WRITTEN EXERCISE
The required output consists solely of the lines from the line containing "Target = grass field" through the end of the records, copied exactly.

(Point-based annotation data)
Begin

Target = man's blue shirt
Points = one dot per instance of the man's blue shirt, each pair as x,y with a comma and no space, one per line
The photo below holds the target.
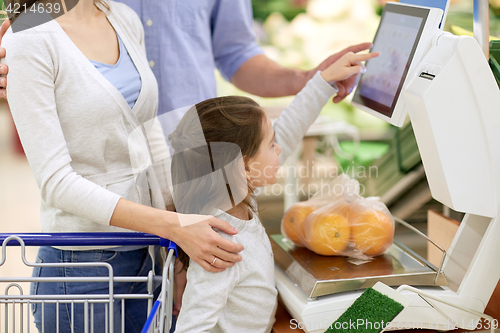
187,39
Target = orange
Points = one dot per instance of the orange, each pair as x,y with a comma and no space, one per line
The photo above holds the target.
327,233
371,232
291,224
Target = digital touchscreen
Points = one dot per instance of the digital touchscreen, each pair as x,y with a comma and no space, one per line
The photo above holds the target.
397,38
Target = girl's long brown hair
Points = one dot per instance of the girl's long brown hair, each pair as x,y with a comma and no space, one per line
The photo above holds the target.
230,126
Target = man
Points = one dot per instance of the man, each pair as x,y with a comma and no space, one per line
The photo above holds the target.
187,39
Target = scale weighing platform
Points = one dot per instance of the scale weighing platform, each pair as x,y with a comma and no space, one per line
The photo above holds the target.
318,275
444,83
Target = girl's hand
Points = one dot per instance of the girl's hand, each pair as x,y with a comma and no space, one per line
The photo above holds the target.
346,69
202,244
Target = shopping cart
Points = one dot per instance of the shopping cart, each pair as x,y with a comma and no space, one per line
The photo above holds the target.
16,304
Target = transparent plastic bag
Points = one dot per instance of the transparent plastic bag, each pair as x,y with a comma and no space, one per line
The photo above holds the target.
339,221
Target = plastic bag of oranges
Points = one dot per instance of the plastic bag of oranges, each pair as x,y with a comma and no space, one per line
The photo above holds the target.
339,221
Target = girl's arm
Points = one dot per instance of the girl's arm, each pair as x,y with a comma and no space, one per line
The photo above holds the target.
293,122
32,103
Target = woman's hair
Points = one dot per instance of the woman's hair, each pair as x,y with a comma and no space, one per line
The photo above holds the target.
102,4
211,144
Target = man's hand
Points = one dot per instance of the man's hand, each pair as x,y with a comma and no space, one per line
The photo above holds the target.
4,69
345,86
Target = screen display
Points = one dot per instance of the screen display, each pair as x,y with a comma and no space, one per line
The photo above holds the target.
396,39
441,4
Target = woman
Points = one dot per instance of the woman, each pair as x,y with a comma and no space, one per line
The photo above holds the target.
78,86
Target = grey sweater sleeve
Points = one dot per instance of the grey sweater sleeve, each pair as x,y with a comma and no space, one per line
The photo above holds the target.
31,93
293,122
205,296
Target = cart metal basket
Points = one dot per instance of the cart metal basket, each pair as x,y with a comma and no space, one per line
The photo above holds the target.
15,303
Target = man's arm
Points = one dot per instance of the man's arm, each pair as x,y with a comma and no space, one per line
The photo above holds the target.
261,76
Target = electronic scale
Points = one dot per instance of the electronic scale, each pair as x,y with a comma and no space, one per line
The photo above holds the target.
445,85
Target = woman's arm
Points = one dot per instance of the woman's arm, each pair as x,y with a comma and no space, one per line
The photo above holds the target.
33,106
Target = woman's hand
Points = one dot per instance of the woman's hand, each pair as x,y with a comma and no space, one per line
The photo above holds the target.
193,233
344,72
202,244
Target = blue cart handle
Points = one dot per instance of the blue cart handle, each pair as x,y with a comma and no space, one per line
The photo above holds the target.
88,239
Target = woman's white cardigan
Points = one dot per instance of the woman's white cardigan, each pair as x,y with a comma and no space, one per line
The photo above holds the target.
75,126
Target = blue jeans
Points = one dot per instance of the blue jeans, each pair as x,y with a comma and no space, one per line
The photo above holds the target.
124,263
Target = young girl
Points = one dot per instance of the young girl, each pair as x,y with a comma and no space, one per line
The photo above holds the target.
225,148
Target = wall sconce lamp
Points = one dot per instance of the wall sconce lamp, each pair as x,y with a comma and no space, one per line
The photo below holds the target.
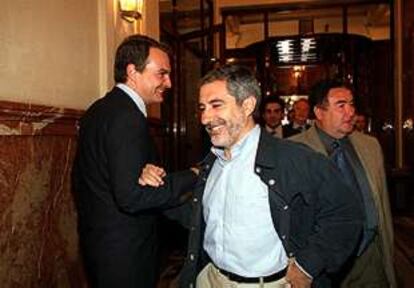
131,10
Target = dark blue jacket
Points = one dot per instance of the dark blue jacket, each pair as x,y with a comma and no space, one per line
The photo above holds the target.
317,218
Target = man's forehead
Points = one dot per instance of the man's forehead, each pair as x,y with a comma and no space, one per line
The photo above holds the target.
273,105
159,58
340,92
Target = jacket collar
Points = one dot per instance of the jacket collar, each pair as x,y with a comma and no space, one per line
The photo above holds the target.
266,147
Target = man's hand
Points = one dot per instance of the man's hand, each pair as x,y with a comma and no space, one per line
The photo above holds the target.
152,175
296,277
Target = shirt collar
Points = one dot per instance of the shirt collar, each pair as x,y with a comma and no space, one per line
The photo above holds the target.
134,96
328,140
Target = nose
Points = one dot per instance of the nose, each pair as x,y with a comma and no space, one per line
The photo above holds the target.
167,81
205,116
350,110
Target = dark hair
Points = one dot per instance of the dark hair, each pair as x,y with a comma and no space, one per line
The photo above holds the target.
272,99
134,50
319,92
240,82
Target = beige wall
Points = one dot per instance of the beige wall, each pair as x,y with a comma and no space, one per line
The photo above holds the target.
59,52
48,52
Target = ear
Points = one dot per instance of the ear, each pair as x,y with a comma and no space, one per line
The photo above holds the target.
131,69
249,104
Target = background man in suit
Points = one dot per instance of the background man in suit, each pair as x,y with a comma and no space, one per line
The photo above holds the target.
360,159
265,211
272,114
300,118
117,217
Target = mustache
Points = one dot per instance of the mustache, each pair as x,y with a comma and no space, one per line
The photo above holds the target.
210,125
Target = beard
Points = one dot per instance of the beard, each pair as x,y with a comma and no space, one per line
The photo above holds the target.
225,134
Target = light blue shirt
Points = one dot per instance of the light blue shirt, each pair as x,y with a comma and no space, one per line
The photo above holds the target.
134,96
240,236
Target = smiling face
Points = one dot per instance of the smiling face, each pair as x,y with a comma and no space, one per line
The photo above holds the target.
336,117
152,82
225,120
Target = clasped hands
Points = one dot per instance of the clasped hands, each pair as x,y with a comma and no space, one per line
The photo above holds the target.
153,175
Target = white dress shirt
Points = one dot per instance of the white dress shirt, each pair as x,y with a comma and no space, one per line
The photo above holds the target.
134,96
240,236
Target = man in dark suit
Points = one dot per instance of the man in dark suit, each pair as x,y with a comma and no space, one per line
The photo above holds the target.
299,122
359,159
117,217
273,111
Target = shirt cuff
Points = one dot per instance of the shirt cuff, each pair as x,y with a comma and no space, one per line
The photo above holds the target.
303,270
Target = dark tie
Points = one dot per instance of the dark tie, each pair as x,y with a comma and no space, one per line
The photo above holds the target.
340,160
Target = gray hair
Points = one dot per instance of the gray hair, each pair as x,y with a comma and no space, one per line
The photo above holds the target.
240,82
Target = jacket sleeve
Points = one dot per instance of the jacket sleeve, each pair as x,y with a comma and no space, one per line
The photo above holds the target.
129,147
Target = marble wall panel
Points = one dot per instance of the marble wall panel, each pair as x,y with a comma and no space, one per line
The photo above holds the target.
38,236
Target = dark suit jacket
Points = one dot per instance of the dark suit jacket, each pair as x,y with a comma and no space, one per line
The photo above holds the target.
315,215
117,217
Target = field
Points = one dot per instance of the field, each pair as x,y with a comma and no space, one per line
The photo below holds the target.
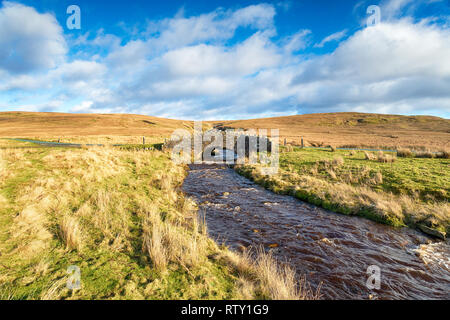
380,186
338,129
119,217
356,130
118,213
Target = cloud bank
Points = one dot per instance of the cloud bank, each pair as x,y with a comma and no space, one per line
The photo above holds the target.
192,67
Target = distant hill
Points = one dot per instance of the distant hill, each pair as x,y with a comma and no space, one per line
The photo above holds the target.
355,129
339,129
20,124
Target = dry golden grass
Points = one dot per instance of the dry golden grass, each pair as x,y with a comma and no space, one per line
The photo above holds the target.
355,130
70,232
115,209
397,210
80,126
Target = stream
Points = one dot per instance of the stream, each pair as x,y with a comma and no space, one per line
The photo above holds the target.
327,248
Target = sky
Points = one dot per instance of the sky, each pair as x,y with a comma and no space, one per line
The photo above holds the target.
209,59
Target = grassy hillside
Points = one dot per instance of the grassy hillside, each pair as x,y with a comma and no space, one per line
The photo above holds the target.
355,130
30,124
339,129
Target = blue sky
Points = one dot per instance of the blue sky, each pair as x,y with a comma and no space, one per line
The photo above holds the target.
226,59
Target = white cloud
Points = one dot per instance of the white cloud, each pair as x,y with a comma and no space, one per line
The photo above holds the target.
186,68
400,65
332,37
29,40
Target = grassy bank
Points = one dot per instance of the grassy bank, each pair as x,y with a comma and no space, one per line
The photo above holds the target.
379,186
117,215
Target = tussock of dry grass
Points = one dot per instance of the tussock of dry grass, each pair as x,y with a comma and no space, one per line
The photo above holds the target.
118,214
70,232
260,272
356,200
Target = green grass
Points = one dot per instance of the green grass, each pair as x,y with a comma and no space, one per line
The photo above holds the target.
425,178
106,274
407,192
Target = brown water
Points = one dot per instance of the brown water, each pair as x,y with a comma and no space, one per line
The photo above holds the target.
328,248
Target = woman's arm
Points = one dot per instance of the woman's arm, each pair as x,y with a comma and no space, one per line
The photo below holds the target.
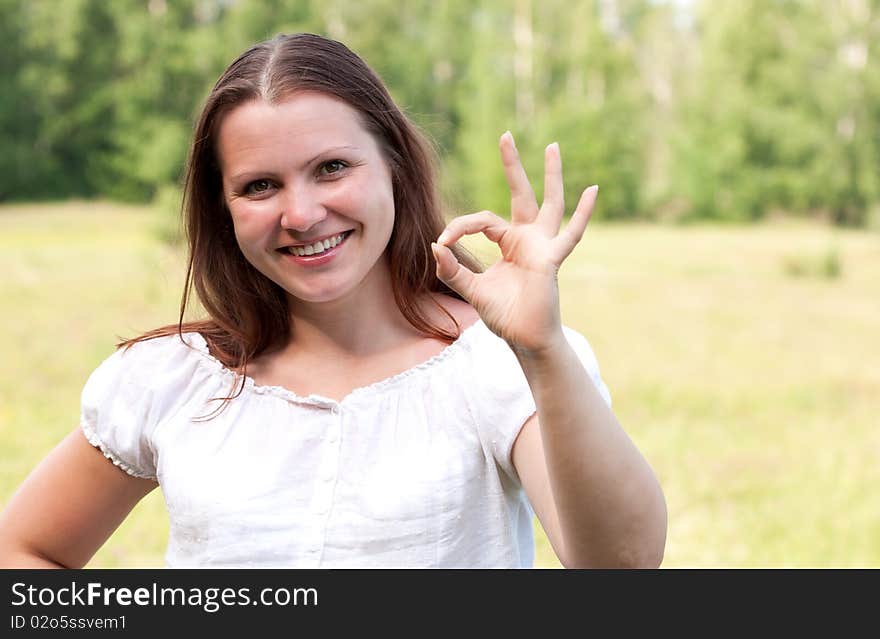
67,507
595,495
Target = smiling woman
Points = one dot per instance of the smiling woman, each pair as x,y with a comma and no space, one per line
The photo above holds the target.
361,392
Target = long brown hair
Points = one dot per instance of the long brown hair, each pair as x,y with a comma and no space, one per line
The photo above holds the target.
248,312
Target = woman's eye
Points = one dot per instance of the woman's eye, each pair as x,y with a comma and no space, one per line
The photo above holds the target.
258,186
331,167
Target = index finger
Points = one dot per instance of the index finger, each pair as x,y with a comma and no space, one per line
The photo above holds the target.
523,205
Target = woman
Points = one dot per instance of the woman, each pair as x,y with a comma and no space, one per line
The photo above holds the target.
361,394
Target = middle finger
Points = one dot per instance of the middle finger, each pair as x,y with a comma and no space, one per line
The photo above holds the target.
523,206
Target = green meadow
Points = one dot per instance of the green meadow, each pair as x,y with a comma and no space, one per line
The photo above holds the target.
743,361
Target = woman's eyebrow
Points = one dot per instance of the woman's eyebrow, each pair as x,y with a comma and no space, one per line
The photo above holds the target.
331,149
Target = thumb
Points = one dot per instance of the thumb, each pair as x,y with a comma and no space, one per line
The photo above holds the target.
451,273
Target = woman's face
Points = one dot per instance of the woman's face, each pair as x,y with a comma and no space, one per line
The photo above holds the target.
309,192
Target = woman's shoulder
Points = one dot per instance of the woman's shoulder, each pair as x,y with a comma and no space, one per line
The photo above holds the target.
148,361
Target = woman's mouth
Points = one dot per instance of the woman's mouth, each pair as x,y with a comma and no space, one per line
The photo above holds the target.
317,253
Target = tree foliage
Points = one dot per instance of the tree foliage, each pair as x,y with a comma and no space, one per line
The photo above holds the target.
690,110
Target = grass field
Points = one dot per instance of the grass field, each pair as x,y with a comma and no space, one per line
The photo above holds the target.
744,362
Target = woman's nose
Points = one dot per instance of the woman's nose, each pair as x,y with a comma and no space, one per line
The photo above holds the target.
300,210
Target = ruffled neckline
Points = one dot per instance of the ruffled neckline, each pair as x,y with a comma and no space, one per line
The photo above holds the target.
198,342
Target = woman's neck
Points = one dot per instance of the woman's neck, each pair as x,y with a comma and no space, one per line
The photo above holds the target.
363,322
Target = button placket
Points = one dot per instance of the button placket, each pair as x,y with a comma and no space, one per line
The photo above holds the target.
326,484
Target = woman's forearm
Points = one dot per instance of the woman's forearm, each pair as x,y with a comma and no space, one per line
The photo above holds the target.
611,508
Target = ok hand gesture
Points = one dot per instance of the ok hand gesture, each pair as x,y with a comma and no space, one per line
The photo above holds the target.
518,296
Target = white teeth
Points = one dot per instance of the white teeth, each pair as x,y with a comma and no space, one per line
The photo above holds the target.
317,247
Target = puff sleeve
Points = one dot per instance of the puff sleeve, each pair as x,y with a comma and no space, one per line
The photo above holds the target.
501,399
116,412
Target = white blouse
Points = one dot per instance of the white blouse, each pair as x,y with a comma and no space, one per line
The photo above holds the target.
412,471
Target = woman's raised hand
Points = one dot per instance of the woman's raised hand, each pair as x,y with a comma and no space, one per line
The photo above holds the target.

End

WRITTEN ANSWER
Target = grass field
Points = one dot per instance of the grass field, each pair as x,y with a comma and no space, one per line
The photo above holds the target.
744,362
Target = woman's nose
Points = one dot per instance of the woman's nose, each pair as x,y with a comma and no space, one per line
The photo above holds the target.
300,210
Target = ruffled neckline
Points = one dot per instance of the ruffled neckline, each pair as x,y with a comma and no space, one per line
The photo above holds the target.
198,342
Target = woman's neck
Points = one dot per instance of the woman's neck, each pair as x,y with a comma and no space, one per line
The photo above holds the target.
363,322
Target = button placket
Points = one dot per instance of the button placket, each pair as x,y with a comma and no space, one per line
The photo above holds the target.
326,484
Target = woman's forearm
Points = one dot per instance of the woman's forearm, each pair as x,y with a comma and no space, one per line
The photo above holds the target.
611,508
Target = ok hand gesture
Points = one dot per instance of the ok hand gesture, each pair as x,y with a comma and no space, one per line
The photo above holds the target.
518,296
Target = white teeth
Points = one dot per instance of the white teeth, each pair as x,y with a comma and no space, one per line
The photo above holds the target.
317,247
Target = puff sleeve
Points = one dot per instance of the puff sleeve, each pair as x,y with a comma and no space, one per line
The photo above holds the target.
501,399
116,412
Target = white blouse
Points = one dot per instance of the white blouse, each pair as x,y with a comma and no space, one per line
The photo above holds the target.
412,471
Target = woman's raised hand
Points = one dot per instance of the woman's raised hand, each pair as x,y with a comma and no space, one per line
The photo above holds the target.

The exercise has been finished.